--- Task input ---

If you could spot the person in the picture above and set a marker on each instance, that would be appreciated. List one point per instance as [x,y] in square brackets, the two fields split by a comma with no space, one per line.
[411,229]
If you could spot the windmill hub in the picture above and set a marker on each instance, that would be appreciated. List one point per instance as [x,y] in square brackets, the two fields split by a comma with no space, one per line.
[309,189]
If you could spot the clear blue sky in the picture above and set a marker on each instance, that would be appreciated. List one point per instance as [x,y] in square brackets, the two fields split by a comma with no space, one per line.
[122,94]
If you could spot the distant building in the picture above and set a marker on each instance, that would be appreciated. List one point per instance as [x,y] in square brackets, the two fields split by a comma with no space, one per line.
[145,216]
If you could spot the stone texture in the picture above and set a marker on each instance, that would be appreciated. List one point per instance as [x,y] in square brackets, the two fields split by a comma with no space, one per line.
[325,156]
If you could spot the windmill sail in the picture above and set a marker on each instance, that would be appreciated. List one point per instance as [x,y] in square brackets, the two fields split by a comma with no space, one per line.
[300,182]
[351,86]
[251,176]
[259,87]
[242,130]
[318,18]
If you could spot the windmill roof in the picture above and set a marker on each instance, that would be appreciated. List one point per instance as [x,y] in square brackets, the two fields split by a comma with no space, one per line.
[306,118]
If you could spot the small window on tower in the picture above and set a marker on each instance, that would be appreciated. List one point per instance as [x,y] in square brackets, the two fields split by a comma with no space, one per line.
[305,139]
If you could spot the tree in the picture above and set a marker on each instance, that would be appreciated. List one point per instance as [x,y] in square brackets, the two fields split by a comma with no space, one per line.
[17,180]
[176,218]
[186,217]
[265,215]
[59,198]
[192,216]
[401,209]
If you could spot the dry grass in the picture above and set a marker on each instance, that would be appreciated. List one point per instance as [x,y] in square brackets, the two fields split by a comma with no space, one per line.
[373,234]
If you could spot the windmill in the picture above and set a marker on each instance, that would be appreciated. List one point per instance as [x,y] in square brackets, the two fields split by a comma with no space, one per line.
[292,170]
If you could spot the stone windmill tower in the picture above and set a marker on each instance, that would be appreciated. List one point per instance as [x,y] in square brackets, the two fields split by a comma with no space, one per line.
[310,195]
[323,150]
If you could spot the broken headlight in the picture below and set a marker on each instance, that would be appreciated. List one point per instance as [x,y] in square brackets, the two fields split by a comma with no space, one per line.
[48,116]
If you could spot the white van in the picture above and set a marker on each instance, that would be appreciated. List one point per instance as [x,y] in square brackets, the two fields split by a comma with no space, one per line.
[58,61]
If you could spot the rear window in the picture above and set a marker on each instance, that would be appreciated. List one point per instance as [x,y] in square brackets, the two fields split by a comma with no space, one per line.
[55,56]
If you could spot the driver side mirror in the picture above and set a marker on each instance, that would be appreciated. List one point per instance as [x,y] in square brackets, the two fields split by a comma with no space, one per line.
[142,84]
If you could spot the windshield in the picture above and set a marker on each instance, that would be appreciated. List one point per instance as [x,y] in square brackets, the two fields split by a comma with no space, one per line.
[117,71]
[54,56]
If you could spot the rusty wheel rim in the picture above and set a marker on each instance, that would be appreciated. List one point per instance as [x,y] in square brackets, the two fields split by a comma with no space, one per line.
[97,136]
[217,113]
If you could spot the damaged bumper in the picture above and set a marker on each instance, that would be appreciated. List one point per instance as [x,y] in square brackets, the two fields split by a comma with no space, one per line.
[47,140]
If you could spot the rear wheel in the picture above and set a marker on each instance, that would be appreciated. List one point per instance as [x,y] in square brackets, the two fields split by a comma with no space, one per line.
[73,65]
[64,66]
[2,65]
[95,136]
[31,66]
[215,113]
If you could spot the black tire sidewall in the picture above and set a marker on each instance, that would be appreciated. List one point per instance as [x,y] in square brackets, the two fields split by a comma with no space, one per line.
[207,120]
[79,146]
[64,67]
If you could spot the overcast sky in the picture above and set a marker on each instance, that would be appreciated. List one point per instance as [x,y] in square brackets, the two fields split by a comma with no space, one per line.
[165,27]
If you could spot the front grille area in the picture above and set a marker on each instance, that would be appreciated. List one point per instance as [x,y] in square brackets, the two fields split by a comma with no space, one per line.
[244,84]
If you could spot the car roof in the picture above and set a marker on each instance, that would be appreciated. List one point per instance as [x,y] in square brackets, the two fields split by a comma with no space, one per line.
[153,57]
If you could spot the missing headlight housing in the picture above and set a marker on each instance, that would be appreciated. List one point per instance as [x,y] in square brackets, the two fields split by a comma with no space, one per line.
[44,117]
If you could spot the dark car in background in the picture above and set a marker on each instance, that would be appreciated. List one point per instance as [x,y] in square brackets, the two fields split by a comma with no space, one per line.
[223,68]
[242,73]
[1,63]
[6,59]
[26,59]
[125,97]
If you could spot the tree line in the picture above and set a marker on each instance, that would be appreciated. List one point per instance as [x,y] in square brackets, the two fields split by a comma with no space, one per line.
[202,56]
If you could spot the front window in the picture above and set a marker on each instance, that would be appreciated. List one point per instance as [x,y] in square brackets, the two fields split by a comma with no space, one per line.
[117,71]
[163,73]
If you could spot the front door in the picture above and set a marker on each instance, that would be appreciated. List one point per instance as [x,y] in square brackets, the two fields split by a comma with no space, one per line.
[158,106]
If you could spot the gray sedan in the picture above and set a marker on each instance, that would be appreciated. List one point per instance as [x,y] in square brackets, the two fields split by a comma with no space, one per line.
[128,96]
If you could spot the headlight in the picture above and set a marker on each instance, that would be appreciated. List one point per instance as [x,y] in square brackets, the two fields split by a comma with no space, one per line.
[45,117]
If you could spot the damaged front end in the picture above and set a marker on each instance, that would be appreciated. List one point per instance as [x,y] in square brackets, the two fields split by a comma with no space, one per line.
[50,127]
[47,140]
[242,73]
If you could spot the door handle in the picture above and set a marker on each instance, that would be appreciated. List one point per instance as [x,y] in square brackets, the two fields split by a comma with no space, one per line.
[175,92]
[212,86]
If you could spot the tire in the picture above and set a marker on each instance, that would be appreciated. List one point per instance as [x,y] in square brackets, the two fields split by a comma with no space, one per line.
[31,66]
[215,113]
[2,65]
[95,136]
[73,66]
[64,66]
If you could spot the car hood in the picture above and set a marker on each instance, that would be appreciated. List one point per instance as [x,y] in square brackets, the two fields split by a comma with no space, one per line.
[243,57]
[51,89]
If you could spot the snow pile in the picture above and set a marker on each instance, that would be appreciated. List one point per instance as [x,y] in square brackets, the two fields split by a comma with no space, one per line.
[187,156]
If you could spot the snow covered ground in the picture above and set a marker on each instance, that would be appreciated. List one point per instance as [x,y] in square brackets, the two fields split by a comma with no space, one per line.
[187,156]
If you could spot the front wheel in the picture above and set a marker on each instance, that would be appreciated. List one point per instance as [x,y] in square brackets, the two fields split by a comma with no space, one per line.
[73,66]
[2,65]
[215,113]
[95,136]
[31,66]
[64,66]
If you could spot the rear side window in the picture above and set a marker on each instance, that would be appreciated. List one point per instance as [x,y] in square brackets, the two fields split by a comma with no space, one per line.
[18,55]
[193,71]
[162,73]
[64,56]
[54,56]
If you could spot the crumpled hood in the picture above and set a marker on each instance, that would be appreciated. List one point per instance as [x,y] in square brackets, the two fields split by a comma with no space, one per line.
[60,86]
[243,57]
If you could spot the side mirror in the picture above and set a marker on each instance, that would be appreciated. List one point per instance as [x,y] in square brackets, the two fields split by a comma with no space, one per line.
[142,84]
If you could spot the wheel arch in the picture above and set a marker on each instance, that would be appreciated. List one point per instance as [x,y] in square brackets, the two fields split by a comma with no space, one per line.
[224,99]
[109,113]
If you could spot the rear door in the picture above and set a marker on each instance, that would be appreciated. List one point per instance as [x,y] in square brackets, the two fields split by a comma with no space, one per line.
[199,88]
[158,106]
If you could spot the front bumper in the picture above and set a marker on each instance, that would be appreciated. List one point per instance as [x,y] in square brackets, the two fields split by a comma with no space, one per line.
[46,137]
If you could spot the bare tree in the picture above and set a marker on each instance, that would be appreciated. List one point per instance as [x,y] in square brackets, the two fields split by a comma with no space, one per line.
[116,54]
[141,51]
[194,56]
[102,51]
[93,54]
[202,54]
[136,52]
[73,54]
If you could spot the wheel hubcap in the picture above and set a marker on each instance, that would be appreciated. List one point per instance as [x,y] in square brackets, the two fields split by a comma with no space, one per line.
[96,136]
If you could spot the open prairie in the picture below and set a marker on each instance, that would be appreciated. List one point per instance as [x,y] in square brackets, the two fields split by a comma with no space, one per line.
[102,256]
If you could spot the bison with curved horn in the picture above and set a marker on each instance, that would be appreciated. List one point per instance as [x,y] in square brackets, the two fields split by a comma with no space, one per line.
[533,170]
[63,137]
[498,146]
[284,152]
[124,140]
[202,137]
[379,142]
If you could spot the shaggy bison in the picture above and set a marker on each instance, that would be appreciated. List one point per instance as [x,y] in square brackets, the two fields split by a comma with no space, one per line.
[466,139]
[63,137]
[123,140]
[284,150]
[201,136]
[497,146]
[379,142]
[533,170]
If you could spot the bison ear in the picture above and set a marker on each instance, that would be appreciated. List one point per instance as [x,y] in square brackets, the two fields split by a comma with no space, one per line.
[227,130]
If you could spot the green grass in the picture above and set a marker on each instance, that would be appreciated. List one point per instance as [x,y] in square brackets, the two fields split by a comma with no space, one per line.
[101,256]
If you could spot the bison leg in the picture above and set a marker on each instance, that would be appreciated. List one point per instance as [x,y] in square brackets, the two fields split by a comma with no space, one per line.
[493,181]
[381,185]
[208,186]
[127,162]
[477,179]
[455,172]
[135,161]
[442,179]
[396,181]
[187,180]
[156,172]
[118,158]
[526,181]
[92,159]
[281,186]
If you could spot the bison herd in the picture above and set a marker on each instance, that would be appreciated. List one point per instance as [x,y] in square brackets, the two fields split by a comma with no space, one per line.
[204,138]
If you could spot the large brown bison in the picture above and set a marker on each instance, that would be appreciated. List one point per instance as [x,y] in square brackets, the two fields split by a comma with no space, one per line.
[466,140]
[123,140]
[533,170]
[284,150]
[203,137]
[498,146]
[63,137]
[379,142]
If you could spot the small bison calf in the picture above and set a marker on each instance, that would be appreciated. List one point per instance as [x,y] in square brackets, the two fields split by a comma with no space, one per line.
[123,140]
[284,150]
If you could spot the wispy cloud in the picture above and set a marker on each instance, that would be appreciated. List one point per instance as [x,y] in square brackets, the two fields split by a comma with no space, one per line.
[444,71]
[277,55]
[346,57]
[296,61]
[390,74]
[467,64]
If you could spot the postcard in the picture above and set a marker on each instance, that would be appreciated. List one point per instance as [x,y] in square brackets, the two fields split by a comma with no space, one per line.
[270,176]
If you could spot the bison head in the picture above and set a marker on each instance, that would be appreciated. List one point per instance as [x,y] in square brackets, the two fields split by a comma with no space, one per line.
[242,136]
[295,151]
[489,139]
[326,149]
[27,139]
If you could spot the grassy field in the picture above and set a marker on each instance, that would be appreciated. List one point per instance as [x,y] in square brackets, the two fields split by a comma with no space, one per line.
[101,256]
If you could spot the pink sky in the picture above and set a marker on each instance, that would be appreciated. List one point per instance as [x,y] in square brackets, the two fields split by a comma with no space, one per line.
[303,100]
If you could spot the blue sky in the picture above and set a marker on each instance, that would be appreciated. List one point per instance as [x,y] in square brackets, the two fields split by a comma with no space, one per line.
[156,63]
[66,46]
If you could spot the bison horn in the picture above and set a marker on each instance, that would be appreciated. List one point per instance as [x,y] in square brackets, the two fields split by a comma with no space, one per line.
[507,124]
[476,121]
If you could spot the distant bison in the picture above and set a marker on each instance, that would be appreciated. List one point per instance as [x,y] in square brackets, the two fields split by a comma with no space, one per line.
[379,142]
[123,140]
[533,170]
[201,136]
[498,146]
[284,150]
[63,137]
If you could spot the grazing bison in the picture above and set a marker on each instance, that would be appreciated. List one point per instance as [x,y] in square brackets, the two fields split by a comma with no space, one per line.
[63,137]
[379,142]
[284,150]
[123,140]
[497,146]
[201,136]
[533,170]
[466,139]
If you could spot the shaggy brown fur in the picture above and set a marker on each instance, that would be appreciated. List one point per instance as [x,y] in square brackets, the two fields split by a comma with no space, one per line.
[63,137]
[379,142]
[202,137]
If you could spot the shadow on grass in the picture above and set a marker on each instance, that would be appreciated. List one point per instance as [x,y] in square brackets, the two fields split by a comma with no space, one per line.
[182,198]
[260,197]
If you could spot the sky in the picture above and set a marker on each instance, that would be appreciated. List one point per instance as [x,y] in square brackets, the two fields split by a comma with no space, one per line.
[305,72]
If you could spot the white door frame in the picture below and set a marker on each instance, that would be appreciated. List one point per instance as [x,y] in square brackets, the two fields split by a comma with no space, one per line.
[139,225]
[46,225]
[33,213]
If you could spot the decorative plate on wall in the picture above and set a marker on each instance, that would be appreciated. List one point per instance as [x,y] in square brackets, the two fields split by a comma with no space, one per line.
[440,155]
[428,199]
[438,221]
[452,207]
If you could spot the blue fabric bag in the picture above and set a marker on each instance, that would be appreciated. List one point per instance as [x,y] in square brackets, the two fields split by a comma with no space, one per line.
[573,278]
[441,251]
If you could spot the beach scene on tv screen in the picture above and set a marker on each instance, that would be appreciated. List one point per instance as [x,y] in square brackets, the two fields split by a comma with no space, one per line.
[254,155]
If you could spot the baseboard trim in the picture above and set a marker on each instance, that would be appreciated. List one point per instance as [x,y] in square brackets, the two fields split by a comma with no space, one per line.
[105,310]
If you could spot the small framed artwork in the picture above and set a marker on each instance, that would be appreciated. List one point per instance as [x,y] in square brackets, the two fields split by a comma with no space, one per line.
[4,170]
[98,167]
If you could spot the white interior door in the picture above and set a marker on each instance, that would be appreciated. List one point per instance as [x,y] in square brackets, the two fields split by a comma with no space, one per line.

---

## [What you are asked to do]
Everything from the line containing "If you could spot the beach" to the end of the records must be written out exactly; include both of those lines and no others.

## [Solution for this problem]
If you could spot the beach scene on tv screen in the picture above and set a marker on each instance, that would be appreciated. List one point per instance as [x,y] in square brackets, the two fields split by a comma with no space, one per line.
[254,155]
If you could spot the baseboard trim in the picture above and set a marker on each instance, that would be appreciated. List one point per instance as [x,y] in square brackets, the two fields split by a comma with no space, one per line.
[105,310]
If you could spot the small framed artwork in the picture above and set a marker on each instance, that would be appreciated. List one point per instance as [x,y] in square brackets, the two fields split by a comma with no space, one per line.
[4,170]
[98,167]
If you could spot the white interior door in the picture above and set a marker on each instance, that would be appreciated. List one point per instance as [x,y] in square brackets, the two fields split by a comma with no space, one per line.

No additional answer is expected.